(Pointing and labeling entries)
--- start ---

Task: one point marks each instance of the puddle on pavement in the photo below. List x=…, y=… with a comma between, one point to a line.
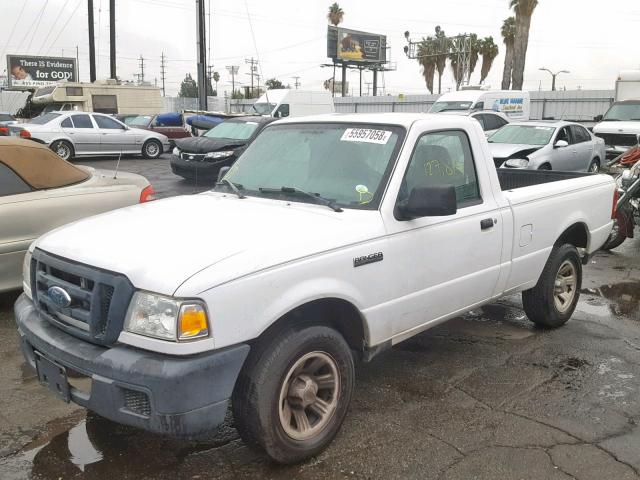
x=96, y=448
x=619, y=299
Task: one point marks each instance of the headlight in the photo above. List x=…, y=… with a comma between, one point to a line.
x=26, y=274
x=167, y=318
x=517, y=163
x=218, y=155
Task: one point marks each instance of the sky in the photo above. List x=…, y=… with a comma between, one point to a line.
x=592, y=39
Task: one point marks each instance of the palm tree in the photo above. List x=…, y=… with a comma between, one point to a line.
x=508, y=31
x=442, y=47
x=489, y=51
x=427, y=59
x=335, y=14
x=216, y=79
x=524, y=10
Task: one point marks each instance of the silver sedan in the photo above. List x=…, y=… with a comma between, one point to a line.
x=82, y=134
x=547, y=145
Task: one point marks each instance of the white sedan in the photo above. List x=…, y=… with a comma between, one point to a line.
x=39, y=192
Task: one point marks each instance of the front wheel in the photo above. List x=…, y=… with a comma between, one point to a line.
x=293, y=393
x=152, y=149
x=554, y=298
x=63, y=149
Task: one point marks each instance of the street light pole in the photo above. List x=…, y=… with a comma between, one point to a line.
x=553, y=76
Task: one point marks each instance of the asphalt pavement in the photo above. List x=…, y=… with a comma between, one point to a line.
x=484, y=396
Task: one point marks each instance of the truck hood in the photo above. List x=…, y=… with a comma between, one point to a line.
x=506, y=150
x=206, y=145
x=162, y=244
x=618, y=127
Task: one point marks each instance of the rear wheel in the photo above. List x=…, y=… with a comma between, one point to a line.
x=552, y=301
x=293, y=393
x=152, y=149
x=594, y=166
x=63, y=149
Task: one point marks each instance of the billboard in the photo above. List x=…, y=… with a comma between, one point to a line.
x=24, y=71
x=353, y=46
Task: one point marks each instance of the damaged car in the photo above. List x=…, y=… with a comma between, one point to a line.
x=547, y=145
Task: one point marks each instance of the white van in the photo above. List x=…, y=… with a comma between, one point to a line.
x=620, y=126
x=515, y=104
x=285, y=102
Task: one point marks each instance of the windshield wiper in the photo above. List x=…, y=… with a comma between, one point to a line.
x=315, y=196
x=233, y=187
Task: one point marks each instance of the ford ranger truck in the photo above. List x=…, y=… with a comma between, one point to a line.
x=331, y=239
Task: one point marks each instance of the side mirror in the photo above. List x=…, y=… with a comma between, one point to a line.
x=436, y=201
x=222, y=172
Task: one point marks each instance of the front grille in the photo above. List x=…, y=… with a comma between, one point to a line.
x=621, y=139
x=95, y=300
x=137, y=402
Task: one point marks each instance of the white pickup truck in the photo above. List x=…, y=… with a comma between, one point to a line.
x=331, y=239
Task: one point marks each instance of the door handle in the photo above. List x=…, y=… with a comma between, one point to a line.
x=486, y=224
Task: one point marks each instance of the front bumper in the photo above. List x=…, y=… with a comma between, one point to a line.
x=194, y=170
x=180, y=396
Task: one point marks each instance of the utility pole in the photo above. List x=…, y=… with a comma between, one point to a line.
x=233, y=71
x=162, y=72
x=92, y=44
x=253, y=70
x=553, y=76
x=141, y=74
x=112, y=38
x=202, y=54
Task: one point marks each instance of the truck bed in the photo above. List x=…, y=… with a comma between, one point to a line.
x=511, y=179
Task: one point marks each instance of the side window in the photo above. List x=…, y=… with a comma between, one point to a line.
x=82, y=121
x=580, y=134
x=283, y=111
x=443, y=158
x=11, y=183
x=107, y=123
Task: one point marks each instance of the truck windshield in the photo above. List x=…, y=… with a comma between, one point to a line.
x=42, y=119
x=522, y=135
x=345, y=163
x=622, y=112
x=263, y=108
x=232, y=130
x=448, y=106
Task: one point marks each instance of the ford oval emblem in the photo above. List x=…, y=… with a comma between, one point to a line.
x=59, y=296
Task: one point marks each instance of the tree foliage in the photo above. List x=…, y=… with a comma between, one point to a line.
x=188, y=87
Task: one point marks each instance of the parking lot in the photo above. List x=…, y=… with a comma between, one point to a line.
x=484, y=396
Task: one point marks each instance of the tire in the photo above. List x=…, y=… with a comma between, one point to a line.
x=594, y=166
x=151, y=149
x=266, y=406
x=63, y=149
x=544, y=304
x=619, y=231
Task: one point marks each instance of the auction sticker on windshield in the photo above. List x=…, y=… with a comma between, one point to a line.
x=368, y=135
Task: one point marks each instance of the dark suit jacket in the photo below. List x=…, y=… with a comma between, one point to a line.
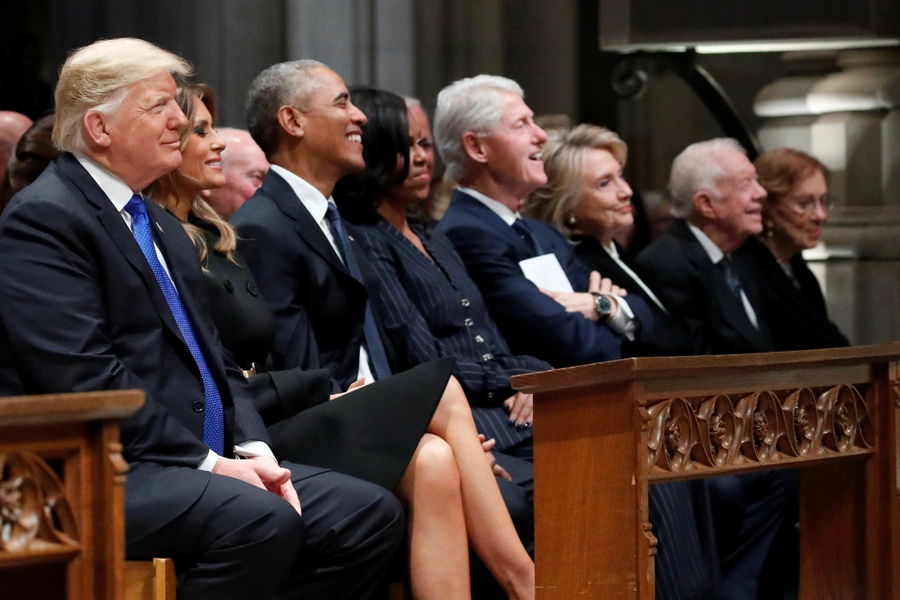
x=532, y=322
x=796, y=317
x=319, y=307
x=83, y=311
x=680, y=271
x=665, y=335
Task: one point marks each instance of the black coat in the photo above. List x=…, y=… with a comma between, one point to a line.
x=796, y=316
x=694, y=290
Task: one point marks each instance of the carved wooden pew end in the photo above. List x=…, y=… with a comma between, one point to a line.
x=150, y=580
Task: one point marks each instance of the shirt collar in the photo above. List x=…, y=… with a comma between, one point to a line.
x=501, y=210
x=612, y=250
x=115, y=189
x=311, y=198
x=715, y=253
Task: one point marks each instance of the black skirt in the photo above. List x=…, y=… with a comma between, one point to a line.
x=370, y=433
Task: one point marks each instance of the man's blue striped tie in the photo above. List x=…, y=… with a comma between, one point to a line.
x=213, y=419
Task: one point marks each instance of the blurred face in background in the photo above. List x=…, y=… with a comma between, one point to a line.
x=604, y=200
x=737, y=211
x=245, y=167
x=795, y=219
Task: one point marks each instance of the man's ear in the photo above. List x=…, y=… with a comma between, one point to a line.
x=474, y=147
x=96, y=127
x=291, y=121
x=704, y=204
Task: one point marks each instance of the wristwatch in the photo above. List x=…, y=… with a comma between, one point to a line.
x=602, y=305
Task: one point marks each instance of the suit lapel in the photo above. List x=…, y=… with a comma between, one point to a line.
x=118, y=231
x=731, y=308
x=481, y=212
x=283, y=195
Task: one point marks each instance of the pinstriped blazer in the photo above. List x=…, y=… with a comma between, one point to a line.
x=433, y=309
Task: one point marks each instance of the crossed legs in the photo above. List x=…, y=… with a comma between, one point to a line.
x=449, y=485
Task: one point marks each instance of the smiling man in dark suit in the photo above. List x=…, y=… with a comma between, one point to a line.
x=487, y=137
x=304, y=257
x=102, y=290
x=717, y=203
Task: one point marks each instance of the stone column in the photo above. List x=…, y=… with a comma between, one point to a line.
x=849, y=118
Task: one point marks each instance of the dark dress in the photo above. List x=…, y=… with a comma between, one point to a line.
x=433, y=309
x=370, y=433
x=794, y=309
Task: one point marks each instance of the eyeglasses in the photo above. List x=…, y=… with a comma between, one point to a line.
x=808, y=204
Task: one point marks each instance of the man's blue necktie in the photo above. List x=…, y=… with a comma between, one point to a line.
x=213, y=420
x=373, y=341
x=524, y=231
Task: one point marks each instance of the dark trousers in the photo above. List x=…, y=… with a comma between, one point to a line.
x=749, y=511
x=238, y=541
x=686, y=562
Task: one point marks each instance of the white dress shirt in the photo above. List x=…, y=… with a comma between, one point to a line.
x=614, y=254
x=622, y=323
x=316, y=205
x=119, y=194
x=716, y=255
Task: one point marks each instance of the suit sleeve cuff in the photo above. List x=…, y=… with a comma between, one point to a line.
x=623, y=322
x=209, y=462
x=249, y=449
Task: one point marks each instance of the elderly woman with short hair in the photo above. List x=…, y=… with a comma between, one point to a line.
x=588, y=200
x=794, y=213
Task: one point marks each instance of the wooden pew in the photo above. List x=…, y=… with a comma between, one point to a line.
x=604, y=432
x=62, y=514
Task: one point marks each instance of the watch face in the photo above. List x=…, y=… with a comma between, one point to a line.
x=604, y=306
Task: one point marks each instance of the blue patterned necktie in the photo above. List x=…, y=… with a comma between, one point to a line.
x=213, y=420
x=373, y=341
x=524, y=231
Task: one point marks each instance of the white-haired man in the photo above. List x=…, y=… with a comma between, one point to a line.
x=716, y=200
x=244, y=165
x=97, y=295
x=488, y=139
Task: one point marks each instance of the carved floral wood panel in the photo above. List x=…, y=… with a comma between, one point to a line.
x=35, y=514
x=727, y=432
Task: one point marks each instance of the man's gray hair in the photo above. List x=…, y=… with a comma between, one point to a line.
x=99, y=77
x=473, y=104
x=284, y=84
x=696, y=169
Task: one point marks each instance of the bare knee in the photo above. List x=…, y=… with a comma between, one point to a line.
x=454, y=401
x=436, y=465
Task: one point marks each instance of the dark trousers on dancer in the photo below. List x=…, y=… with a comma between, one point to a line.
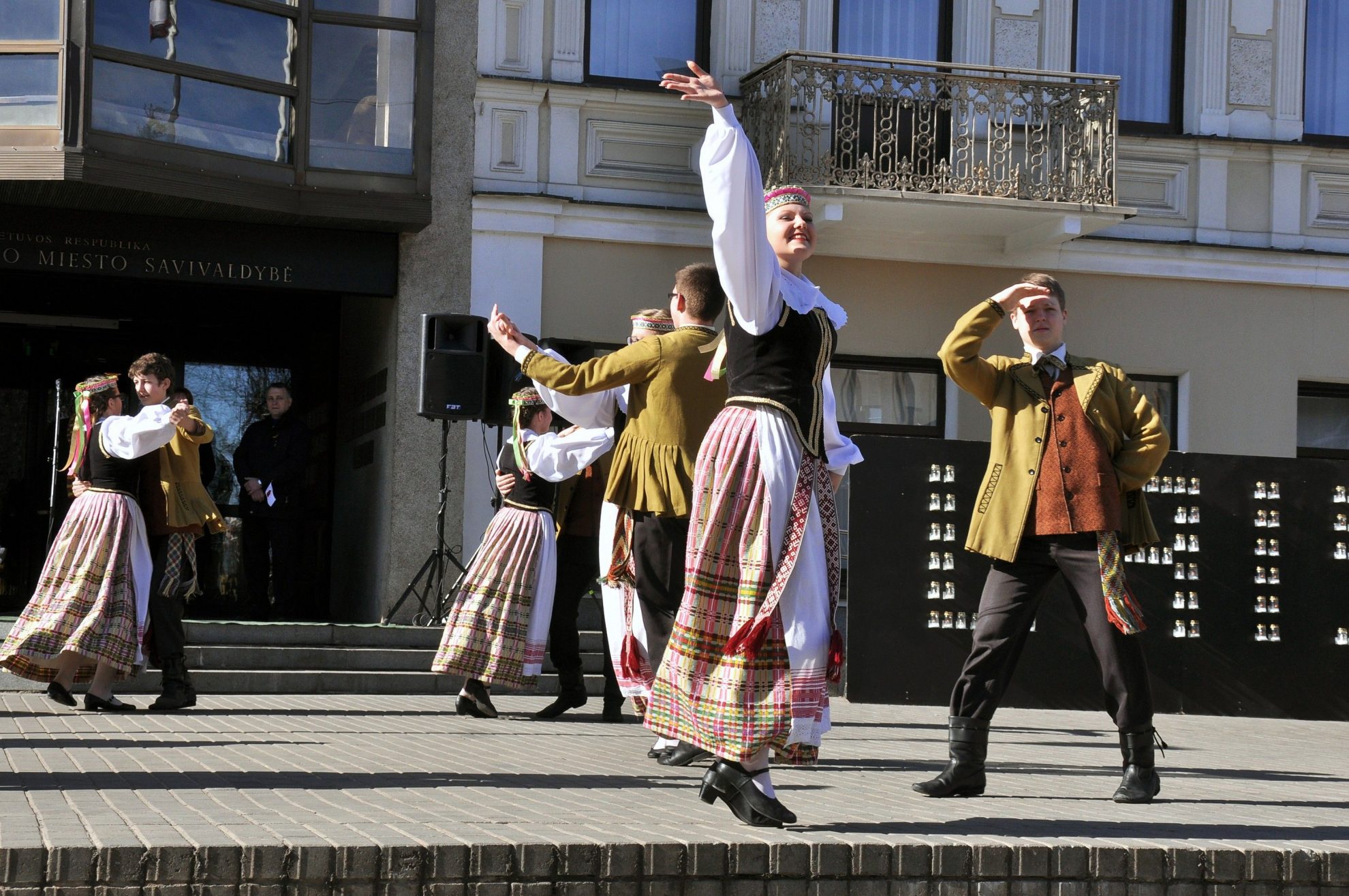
x=659, y=546
x=1012, y=596
x=168, y=637
x=578, y=570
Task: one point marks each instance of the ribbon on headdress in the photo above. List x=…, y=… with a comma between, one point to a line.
x=527, y=397
x=82, y=424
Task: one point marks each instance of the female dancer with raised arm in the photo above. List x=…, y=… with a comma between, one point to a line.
x=87, y=620
x=754, y=638
x=497, y=629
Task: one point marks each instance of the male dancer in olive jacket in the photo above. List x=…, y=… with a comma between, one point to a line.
x=670, y=410
x=1073, y=443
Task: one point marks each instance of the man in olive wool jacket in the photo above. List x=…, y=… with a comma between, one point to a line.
x=1073, y=444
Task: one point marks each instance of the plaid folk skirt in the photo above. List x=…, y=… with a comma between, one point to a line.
x=497, y=628
x=92, y=596
x=732, y=681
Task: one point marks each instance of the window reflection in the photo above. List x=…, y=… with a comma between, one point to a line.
x=155, y=106
x=392, y=8
x=640, y=40
x=204, y=33
x=888, y=397
x=362, y=99
x=30, y=20
x=29, y=87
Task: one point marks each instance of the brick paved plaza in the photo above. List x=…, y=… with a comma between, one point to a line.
x=363, y=791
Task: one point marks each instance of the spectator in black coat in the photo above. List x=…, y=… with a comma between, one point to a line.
x=270, y=465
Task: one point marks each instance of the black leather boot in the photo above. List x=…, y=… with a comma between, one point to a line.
x=174, y=678
x=963, y=775
x=1141, y=782
x=571, y=694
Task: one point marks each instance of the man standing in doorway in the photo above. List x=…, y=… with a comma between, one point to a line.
x=270, y=465
x=179, y=512
x=1073, y=444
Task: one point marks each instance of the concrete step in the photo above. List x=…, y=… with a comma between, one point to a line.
x=243, y=658
x=326, y=682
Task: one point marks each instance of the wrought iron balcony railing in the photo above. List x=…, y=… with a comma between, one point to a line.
x=927, y=127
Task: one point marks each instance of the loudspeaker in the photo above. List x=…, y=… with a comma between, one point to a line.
x=454, y=360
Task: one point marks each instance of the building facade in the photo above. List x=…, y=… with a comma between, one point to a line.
x=261, y=189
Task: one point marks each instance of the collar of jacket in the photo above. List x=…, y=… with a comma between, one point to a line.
x=1086, y=377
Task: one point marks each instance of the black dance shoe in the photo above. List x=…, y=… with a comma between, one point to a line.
x=476, y=691
x=565, y=700
x=683, y=755
x=736, y=787
x=99, y=705
x=463, y=706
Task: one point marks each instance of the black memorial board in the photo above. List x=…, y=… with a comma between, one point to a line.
x=1204, y=644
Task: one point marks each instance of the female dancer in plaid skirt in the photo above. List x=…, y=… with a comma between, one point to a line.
x=746, y=666
x=87, y=620
x=497, y=629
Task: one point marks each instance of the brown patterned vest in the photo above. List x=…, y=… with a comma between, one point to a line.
x=1077, y=489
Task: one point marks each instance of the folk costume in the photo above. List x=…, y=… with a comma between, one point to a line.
x=179, y=510
x=497, y=629
x=95, y=587
x=747, y=660
x=644, y=525
x=1073, y=444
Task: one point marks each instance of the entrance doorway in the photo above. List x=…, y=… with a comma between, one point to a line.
x=227, y=343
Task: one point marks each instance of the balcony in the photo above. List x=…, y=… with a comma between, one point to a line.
x=970, y=157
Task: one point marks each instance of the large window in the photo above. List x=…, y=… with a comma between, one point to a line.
x=323, y=84
x=1162, y=393
x=911, y=30
x=1325, y=100
x=30, y=64
x=1324, y=420
x=637, y=41
x=889, y=396
x=1143, y=42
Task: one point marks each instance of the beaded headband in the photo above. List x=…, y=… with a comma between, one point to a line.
x=786, y=196
x=655, y=324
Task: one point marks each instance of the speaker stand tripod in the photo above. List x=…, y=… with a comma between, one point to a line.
x=428, y=585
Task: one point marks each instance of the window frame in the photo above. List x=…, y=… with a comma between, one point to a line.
x=297, y=170
x=1175, y=393
x=1321, y=389
x=1177, y=106
x=1309, y=137
x=49, y=46
x=702, y=53
x=896, y=365
x=944, y=31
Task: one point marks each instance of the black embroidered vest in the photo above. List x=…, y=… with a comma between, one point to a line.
x=784, y=367
x=535, y=493
x=104, y=472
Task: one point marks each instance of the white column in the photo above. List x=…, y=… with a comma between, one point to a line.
x=1290, y=60
x=1207, y=67
x=1287, y=198
x=1212, y=212
x=818, y=20
x=568, y=63
x=973, y=33
x=1057, y=48
x=733, y=25
x=564, y=142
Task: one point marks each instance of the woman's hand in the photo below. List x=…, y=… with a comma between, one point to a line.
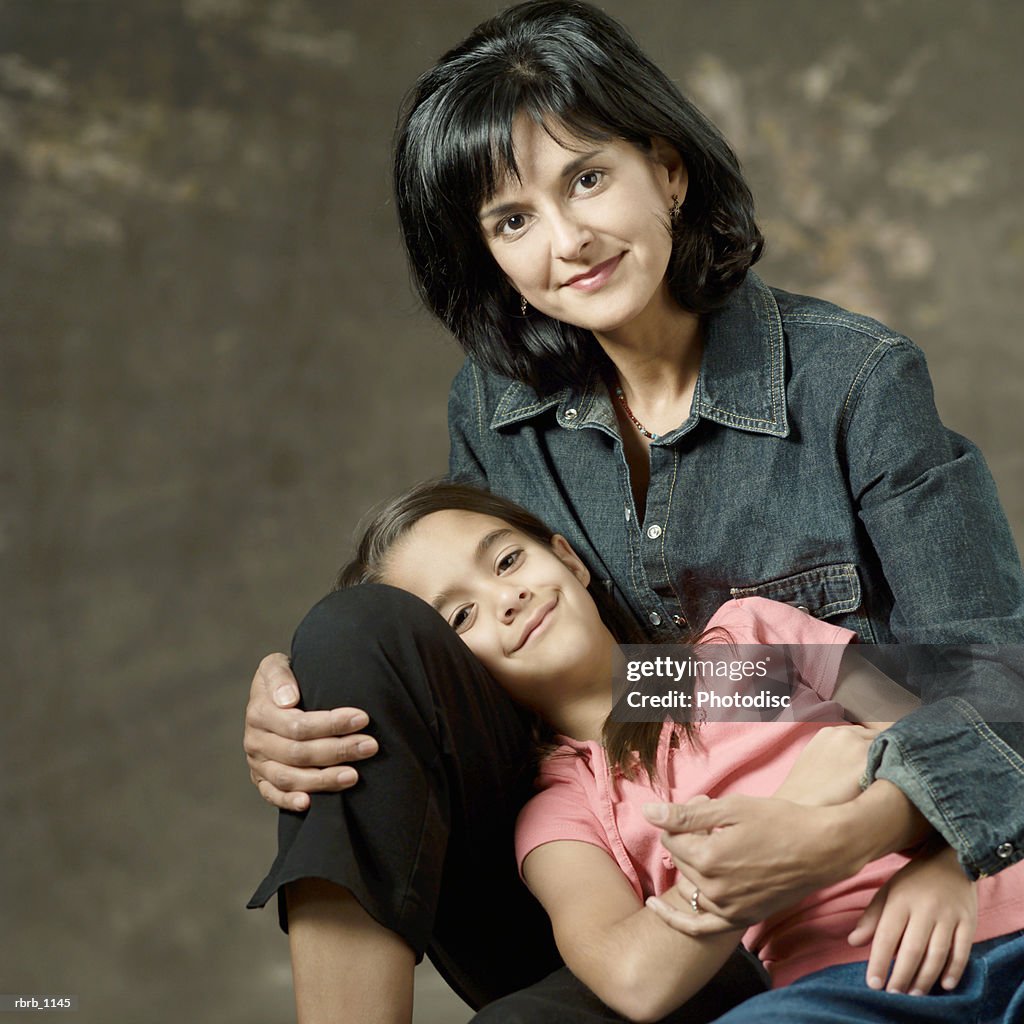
x=751, y=856
x=293, y=753
x=829, y=767
x=922, y=923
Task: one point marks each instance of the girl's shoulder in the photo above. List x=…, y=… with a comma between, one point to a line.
x=761, y=621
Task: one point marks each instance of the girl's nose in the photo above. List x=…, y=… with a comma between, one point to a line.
x=511, y=602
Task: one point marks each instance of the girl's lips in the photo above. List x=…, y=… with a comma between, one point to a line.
x=595, y=276
x=537, y=624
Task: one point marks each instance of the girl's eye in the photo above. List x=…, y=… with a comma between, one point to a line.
x=511, y=224
x=460, y=620
x=507, y=561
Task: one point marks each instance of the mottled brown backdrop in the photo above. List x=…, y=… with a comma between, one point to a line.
x=213, y=363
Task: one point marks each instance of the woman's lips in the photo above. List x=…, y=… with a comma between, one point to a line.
x=593, y=279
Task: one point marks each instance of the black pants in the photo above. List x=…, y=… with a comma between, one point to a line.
x=424, y=841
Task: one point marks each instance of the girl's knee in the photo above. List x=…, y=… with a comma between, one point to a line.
x=363, y=647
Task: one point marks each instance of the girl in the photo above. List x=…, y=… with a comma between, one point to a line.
x=587, y=236
x=517, y=595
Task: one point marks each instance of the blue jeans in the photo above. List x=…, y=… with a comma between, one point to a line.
x=991, y=991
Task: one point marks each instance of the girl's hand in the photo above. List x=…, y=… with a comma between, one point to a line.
x=829, y=767
x=925, y=916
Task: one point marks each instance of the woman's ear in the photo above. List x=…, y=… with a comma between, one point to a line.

--- end ---

- Written instruction:
Arrange as a numbered list the lines of the data above, starting from the line that contains "Task: one point marks each instance of the man's blue striped" and ending with the line that contains "x=704, y=204", both included. Leave out any blank lines.

- Response below:
1. Task: one point marks each instance of the man's blue striped tie in the photo above. List x=…, y=… with a comma between, one point to a line.
2. x=213, y=419
3. Task: one point marks each instance of the blurred face in background in the photo above. List x=…, y=… with a comma between, one point to a line.
4. x=604, y=200
5. x=737, y=211
6. x=245, y=167
7. x=795, y=219
8. Task: one point marks each instance of the man's ear in the photo above. List x=…, y=… with a comma between, one point to a line.
9. x=474, y=147
10. x=96, y=127
11. x=291, y=121
12. x=704, y=204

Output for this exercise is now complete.